Natural language region descriptions
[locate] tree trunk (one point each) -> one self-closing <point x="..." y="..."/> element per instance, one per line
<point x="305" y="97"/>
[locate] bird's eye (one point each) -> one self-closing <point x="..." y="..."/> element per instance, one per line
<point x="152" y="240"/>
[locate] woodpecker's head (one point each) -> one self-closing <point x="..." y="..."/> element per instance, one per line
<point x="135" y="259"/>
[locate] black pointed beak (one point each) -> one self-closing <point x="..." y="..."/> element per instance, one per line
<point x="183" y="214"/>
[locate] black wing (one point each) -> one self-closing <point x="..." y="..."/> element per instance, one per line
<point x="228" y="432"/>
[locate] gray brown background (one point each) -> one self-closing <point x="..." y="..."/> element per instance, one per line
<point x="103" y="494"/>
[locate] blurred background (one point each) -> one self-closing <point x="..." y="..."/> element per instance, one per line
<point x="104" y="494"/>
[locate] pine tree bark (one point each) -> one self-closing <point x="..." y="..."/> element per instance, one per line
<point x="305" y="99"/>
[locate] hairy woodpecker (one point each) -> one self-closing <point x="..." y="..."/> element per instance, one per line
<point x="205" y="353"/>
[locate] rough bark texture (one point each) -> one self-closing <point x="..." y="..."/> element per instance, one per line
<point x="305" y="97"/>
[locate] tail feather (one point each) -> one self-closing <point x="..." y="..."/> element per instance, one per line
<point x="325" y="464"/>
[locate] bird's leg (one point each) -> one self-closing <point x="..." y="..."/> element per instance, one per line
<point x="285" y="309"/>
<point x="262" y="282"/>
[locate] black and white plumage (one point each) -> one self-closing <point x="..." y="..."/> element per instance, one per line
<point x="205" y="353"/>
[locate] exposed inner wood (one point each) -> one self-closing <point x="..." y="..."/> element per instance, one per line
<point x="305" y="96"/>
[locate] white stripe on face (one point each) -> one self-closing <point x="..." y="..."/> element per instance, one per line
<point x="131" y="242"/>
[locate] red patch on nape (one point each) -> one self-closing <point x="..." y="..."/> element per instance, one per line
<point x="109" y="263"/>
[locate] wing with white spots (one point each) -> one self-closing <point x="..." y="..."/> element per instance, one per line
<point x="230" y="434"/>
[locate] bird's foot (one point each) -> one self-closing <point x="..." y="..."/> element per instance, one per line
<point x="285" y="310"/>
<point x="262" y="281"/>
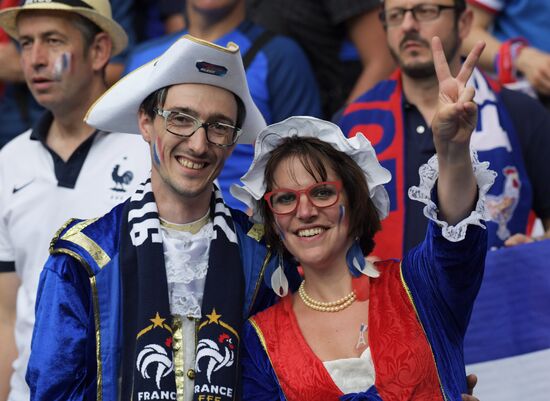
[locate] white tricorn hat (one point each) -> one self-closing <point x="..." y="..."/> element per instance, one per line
<point x="97" y="11"/>
<point x="188" y="60"/>
<point x="358" y="148"/>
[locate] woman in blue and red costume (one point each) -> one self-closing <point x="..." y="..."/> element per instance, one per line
<point x="392" y="330"/>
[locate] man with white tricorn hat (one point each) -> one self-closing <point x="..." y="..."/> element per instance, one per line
<point x="147" y="302"/>
<point x="62" y="167"/>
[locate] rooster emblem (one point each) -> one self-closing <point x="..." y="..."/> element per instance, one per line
<point x="121" y="180"/>
<point x="217" y="358"/>
<point x="501" y="207"/>
<point x="154" y="354"/>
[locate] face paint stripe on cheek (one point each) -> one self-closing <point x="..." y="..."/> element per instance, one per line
<point x="342" y="210"/>
<point x="156" y="146"/>
<point x="280" y="230"/>
<point x="61" y="65"/>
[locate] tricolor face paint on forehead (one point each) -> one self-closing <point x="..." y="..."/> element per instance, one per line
<point x="61" y="65"/>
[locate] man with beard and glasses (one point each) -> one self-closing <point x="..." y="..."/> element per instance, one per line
<point x="395" y="116"/>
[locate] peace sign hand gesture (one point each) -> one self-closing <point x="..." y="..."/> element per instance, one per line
<point x="452" y="127"/>
<point x="456" y="114"/>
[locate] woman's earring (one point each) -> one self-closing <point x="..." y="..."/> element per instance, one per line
<point x="279" y="282"/>
<point x="355" y="259"/>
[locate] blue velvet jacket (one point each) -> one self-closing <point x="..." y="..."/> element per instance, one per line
<point x="77" y="339"/>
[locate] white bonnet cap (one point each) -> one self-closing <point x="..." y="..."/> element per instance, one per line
<point x="358" y="148"/>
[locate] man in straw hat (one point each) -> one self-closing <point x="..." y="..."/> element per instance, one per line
<point x="147" y="302"/>
<point x="62" y="167"/>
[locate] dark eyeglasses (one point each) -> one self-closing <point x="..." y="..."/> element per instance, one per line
<point x="321" y="194"/>
<point x="185" y="125"/>
<point x="420" y="12"/>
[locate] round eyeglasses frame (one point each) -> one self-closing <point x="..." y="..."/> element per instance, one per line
<point x="198" y="124"/>
<point x="307" y="191"/>
<point x="416" y="13"/>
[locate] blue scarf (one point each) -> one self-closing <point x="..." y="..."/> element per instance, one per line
<point x="147" y="362"/>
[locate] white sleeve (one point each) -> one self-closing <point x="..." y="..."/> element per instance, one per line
<point x="429" y="173"/>
<point x="6" y="249"/>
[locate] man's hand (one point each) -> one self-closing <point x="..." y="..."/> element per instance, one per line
<point x="456" y="114"/>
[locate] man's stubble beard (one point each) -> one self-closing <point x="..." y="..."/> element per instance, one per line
<point x="425" y="70"/>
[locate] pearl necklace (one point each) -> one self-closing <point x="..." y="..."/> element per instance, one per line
<point x="334" y="306"/>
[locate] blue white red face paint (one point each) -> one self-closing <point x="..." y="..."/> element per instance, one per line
<point x="61" y="65"/>
<point x="156" y="146"/>
<point x="342" y="210"/>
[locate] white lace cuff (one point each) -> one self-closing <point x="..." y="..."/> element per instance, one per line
<point x="429" y="173"/>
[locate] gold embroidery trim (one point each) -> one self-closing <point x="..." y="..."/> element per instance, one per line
<point x="179" y="357"/>
<point x="409" y="294"/>
<point x="76" y="236"/>
<point x="256" y="232"/>
<point x="95" y="302"/>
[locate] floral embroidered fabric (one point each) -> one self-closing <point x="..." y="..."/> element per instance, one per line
<point x="186" y="260"/>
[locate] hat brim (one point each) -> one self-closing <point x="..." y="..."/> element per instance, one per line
<point x="8" y="21"/>
<point x="117" y="109"/>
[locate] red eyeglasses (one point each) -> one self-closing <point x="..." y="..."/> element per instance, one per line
<point x="321" y="194"/>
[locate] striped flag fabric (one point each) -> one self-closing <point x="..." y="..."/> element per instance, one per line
<point x="508" y="340"/>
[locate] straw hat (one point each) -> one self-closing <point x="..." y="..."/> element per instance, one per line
<point x="188" y="60"/>
<point x="97" y="11"/>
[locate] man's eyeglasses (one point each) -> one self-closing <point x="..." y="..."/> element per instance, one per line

- [What you have to do]: Would you copy every entry exactly as it stands, leaving out the pictures?

- [Reply]:
[locate] tree trunk (one point each) -> one self-closing <point x="..." y="..."/> element per instance, one per line
<point x="305" y="97"/>
[locate] bird's eye (one point each) -> one self-closing <point x="..." y="..."/> element per instance, one per line
<point x="152" y="240"/>
[locate] woodpecker's head (one point each) -> one self-closing <point x="..." y="..."/> element per instance, one per line
<point x="135" y="259"/>
[locate] black pointed beak (one point each) -> one self-closing <point x="..." y="..."/> element per instance, one per line
<point x="183" y="214"/>
[locate] black wing (one point each) -> one self-closing <point x="..." y="..."/> element per instance, one per line
<point x="228" y="432"/>
[locate] gray brown background (one point each) -> one self-closing <point x="..." y="..."/> element per instance, one per line
<point x="103" y="494"/>
[locate] blurred background (one point each) -> one self-closing <point x="..." y="..."/> element per instance, one per line
<point x="104" y="494"/>
[locate] pine tree bark (one point each) -> one self-closing <point x="..." y="..."/> element per instance, one per line
<point x="305" y="99"/>
[locate] hairy woodpecker (one point each) -> one self-closing <point x="..." y="..."/> element per instance, one per line
<point x="205" y="353"/>
[locate] rough bark texture (one point each) -> one self-closing <point x="..." y="..."/> element per instance, one per line
<point x="305" y="97"/>
[locate] tail feather (one point each) -> one self-closing <point x="..." y="..."/> element per instance, one per line
<point x="325" y="464"/>
[locate] bird's leg (one point each) -> one self-closing <point x="..." y="..."/> element per instance, one per line
<point x="285" y="309"/>
<point x="262" y="282"/>
[locate] black and white plumage (one point each) -> one self-closing <point x="..." y="..."/> element per instance, one per line
<point x="205" y="353"/>
[locate] exposed inner wood (one point each) -> one self-closing <point x="..." y="..."/> element per instance, one per line
<point x="305" y="96"/>
[locate] white stripe on face (one point each) -> one self-closing <point x="..." y="..."/> element per instance, one per line
<point x="131" y="242"/>
[locate] red patch on nape (one point each) -> one self-closing <point x="..." y="..."/> element per instance, one per line
<point x="109" y="263"/>
[locate] wing with white spots (one point each) -> one self-closing <point x="..." y="..."/> element per instance, one per line
<point x="230" y="434"/>
[locate] bird's foot (one point each) -> one self-closing <point x="..." y="..."/> element per instance, one per line
<point x="285" y="310"/>
<point x="262" y="281"/>
[locate] white tricorn hat (one point each) -> one self-closing <point x="..." y="..."/> element per instance, one per line
<point x="97" y="11"/>
<point x="188" y="60"/>
<point x="358" y="148"/>
[locate] woman in blue and red costume (one point each) -> one self-closing <point x="..." y="..."/> element per instance, one per line
<point x="392" y="330"/>
[locate] man with white tricorn hat (one point each) -> one self-closing <point x="..." y="..."/> element per instance, one per line
<point x="147" y="302"/>
<point x="62" y="167"/>
[locate] rooster emblem (one point each) -> one self-closing <point x="..." y="..."/> element per instance, one per line
<point x="121" y="180"/>
<point x="217" y="358"/>
<point x="501" y="207"/>
<point x="154" y="354"/>
[locate] face paint stripe on cheek (one point each) -> one self-closing <point x="..." y="..."/> element per instance, one per line
<point x="342" y="210"/>
<point x="156" y="146"/>
<point x="280" y="230"/>
<point x="61" y="65"/>
[locate] tricolor face paint on forehead (one point each) -> one self-closing <point x="..." y="..."/> element per instance, one per line
<point x="61" y="65"/>
[locate] man with beard and glasses (one point each) -> one self-closing <point x="..." y="..."/> element per instance, one per line
<point x="395" y="116"/>
[locate] peace sign hand gesture (one point each) -> one self-closing <point x="..." y="..."/> element per instance, one per line
<point x="452" y="127"/>
<point x="456" y="114"/>
[locate] woman's earring (one point each) -> one self-closing <point x="..." y="..."/> element per instance, one per line
<point x="279" y="282"/>
<point x="355" y="259"/>
[locate] blue velvet jacket (one point each) -> one self-closing <point x="..." y="..."/> element per instance, one per line
<point x="77" y="339"/>
[locate] white bonnet cap (one point each) -> one self-closing <point x="..." y="..."/> element per instance, one per line
<point x="358" y="148"/>
[locate] man in straw hat (one point each) -> one self-closing <point x="..." y="..."/> element per instance, one per line
<point x="147" y="302"/>
<point x="62" y="167"/>
[locate] dark eyeglasses (one point each) -> one self-closing <point x="..." y="..."/> element per instance, one per line
<point x="321" y="194"/>
<point x="185" y="125"/>
<point x="420" y="12"/>
[locate] round eyeglasses frame (one point each) -> one self-closing <point x="..." y="..."/> element per instance, one per line
<point x="198" y="124"/>
<point x="307" y="191"/>
<point x="416" y="13"/>
[locate] blue scarf (one point each) -> one self-closing <point x="..." y="..."/> element per instance, one per line
<point x="147" y="362"/>
[locate] white sleeve (one point each) -> one self-closing <point x="..." y="..."/> element per instance, one per line
<point x="429" y="173"/>
<point x="6" y="249"/>
[locate] man's hand (one point each) -> one self-closing <point x="..." y="..."/> element per instance, one per line
<point x="456" y="114"/>
[locate] man's stubble beard (one point each) -> one self-closing <point x="..." y="..."/> element per instance, one per line
<point x="425" y="70"/>
[locate] pearl necklace (one point each) -> one self-closing <point x="..." y="..."/> element per instance, one per line
<point x="334" y="306"/>
[locate] blue white red face paint (one point each) -> one self-closing <point x="..." y="..."/> element per instance, one per line
<point x="61" y="65"/>
<point x="156" y="146"/>
<point x="342" y="210"/>
[locate] white lace cuff (one point each) -> one self-closing <point x="..." y="..."/> element per instance, one per line
<point x="429" y="173"/>
[locate] gold embroidery trim (one point each) -> one self-closing <point x="..." y="..."/> element per instance, one per line
<point x="179" y="357"/>
<point x="409" y="294"/>
<point x="76" y="236"/>
<point x="256" y="232"/>
<point x="95" y="302"/>
[locate] floral embroidered fabric (one point each) -> one self-closing <point x="..." y="..."/> element per instance, one per line
<point x="186" y="260"/>
[locate] hat brim (one point each) -> one self-closing <point x="..." y="..."/> element per instance, one per line
<point x="8" y="21"/>
<point x="117" y="109"/>
[locate] red eyeglasses (one point each) -> one self-closing <point x="..." y="..."/> element per instance, one per line
<point x="321" y="194"/>
[locate] striped flag fabric (one point each) -> one self-closing <point x="..." y="..."/> element per instance, one per line
<point x="508" y="340"/>
[locate] straw hat (one point each) -> one self-closing <point x="..." y="..."/> element per instance, one per line
<point x="188" y="60"/>
<point x="97" y="11"/>
[locate] man's eyeglasses (one point each) -> one self-closing <point x="..." y="..."/> element per instance, one per line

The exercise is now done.